Activities
[1] Reproduce the passage on home food safety word for word, from the part that opens with the words containing "Researchers in Michigan" through the words "mold, and Listeria.".
[2] Carry on the passage about food safety in home kitchens, starting after its last sentence.

Selected text
◆ ◆ ◆
Many food prepcities across the country dispatch health inspectors to monitor the food safety of restaurants and eateries open to the public. In addition to providing these records online, cities like Washington, DC require restaurants to post their most recent health inspection grades prominently in the windows of their establishment.  These grades serve notice to all, regarding the quality of that restaurants cleanliness.

So, what does this have to do with bodybuilding? A lot, actually.

Weekly, competitors across the country turn their kitchens into mini restaurants as they undertake the ritual known as food prep. Let’s face it; depending upon how much you eat, you just might be cooking as much food as a small restaurant. Unlike commercial restaurants, there are no health inspectors, but maybe there should be given that 20 percent of foodborne illness outbreaks result from foods that people cook and consume in their own homes. 

You heard me right; people and not public restaurants are responsible for 20 percent of all food-related illnesses. Such illnesses are usually caused by the improper handling, preparation and/or storage of foods like fruits, vegetables, and meats.

According to the CDC roughly 1 in 6 Americans or 48 million people will get sick from food, 128,000 will be hospitalized and 3,000 will die of foodborne diseases. In most cases “bad food” will result in one or more of the following conditions:

•   Upset stomach

•   Abdominal cramps

•   Nausea and vomiting

•   Diarrhea

•   Fever

•   Dehydration

Researchers in Michigan recently undertook a study to identify equipment within the home that harbored pathogens that cause foodborne illness. The researchers analyzed 14 common kitchen items for the presence of four different types of microorganisms: E. coli, Salmonella, yeast and mold, and Listeria.
◆ ◆ ◆
Data under study

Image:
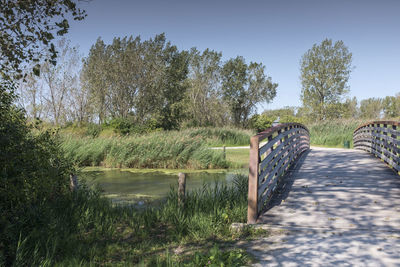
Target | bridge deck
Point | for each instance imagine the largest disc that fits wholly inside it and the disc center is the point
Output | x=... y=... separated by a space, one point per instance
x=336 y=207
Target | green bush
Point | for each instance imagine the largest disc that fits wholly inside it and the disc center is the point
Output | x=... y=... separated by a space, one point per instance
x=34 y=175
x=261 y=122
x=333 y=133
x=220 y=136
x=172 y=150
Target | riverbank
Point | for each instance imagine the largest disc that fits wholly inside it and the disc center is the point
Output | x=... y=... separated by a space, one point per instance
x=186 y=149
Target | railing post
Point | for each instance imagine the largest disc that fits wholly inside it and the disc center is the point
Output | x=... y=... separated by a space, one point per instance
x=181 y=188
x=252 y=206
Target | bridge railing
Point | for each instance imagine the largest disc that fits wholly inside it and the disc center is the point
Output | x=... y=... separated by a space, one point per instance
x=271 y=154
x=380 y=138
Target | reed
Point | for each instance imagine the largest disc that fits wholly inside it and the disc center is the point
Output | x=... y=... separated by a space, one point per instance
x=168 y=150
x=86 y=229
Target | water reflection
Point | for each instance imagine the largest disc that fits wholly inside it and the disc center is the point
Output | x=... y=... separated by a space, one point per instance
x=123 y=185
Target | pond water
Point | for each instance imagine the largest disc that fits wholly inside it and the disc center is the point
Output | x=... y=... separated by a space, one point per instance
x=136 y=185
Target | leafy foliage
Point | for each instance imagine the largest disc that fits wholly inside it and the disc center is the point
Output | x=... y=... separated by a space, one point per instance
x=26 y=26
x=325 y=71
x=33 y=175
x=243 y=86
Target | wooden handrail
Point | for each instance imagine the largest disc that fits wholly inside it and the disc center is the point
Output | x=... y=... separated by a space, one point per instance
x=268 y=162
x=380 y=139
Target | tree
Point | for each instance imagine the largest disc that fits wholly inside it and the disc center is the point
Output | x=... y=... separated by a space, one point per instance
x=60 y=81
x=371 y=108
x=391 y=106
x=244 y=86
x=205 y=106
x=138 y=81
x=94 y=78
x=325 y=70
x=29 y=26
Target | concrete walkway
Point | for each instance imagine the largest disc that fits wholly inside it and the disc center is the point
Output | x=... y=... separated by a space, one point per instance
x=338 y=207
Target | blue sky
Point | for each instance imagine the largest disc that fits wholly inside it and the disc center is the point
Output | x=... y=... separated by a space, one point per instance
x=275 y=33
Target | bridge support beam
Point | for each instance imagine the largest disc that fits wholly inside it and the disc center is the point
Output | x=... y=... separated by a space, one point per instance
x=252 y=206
◆ ◆ ◆
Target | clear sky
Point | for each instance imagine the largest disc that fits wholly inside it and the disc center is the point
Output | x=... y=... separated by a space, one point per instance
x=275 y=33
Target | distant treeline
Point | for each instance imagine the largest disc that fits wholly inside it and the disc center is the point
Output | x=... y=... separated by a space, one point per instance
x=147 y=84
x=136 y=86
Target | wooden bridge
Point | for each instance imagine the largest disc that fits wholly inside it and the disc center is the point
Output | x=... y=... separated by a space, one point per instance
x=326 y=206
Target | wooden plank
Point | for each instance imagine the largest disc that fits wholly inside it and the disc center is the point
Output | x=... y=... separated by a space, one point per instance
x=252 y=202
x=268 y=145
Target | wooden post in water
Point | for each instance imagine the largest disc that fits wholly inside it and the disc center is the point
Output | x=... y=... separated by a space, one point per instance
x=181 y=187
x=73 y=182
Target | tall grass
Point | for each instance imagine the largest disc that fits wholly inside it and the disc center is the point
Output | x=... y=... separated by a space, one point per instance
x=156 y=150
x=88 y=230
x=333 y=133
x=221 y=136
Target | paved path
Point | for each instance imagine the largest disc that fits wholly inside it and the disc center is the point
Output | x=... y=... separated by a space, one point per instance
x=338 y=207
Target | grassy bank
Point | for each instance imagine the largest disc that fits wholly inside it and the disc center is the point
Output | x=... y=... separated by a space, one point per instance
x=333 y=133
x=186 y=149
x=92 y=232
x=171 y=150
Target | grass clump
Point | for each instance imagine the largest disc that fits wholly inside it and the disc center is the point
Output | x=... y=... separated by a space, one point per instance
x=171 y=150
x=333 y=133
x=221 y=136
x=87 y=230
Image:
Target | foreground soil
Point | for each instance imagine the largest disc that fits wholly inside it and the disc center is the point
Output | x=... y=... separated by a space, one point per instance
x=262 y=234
◆ ◆ ◆
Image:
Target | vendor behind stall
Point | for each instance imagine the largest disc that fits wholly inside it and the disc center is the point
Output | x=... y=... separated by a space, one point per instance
◆ ◆ ◆
Written answers
[1]
Researchers in Michigan recently undertook a study to identify equipment within the home that harbored pathogens that cause foodborne illness. The researchers analyzed 14 common kitchen items for the presence of four different types of microorganisms: E. coli, Salmonella, yeast and mold, and Listeria.

[2]
Here are the six “germiest” items that were found:

·   Refrigerator vegetable compartment

·   Refrigerator meat compartment

·   Blender gasket

·   Can opener

·   Rubber spatula

·   Food storage container with rubber seal

Here are several tips to protect yourself—from yourself:

1.    Clean vegetable and meat compartments on a regular basis. Use a clean sponge or soft cloth to wash the bin with a mild detergent mixed with warm water.

2.    Completely disassemble and clean the blender after each use. Use a clean sponge or soft cloth to wash each component of the blender, including the rubber gasket. Blender components can also be cleaned in a dishwasher.

3.    Can openers should be cleaned with a mild detergent and warm water or placed in a dishwasher after each use.

4.    Dissemble rubber spatulas and clean—many have a detachable handle. Clean both parts with detergent and water or place in a dishwasher. 

5.    Rubber seals on food storage containers should be cleaned on a regular basis with detergent and water.

The germs that were found on the aforementioned kitchen items come in direct contact with raw foods, which necessitate the need for frequent cleaning. The reality is that food-related illness caused by foods prepared at home can be greatly reduced with a little soap and water.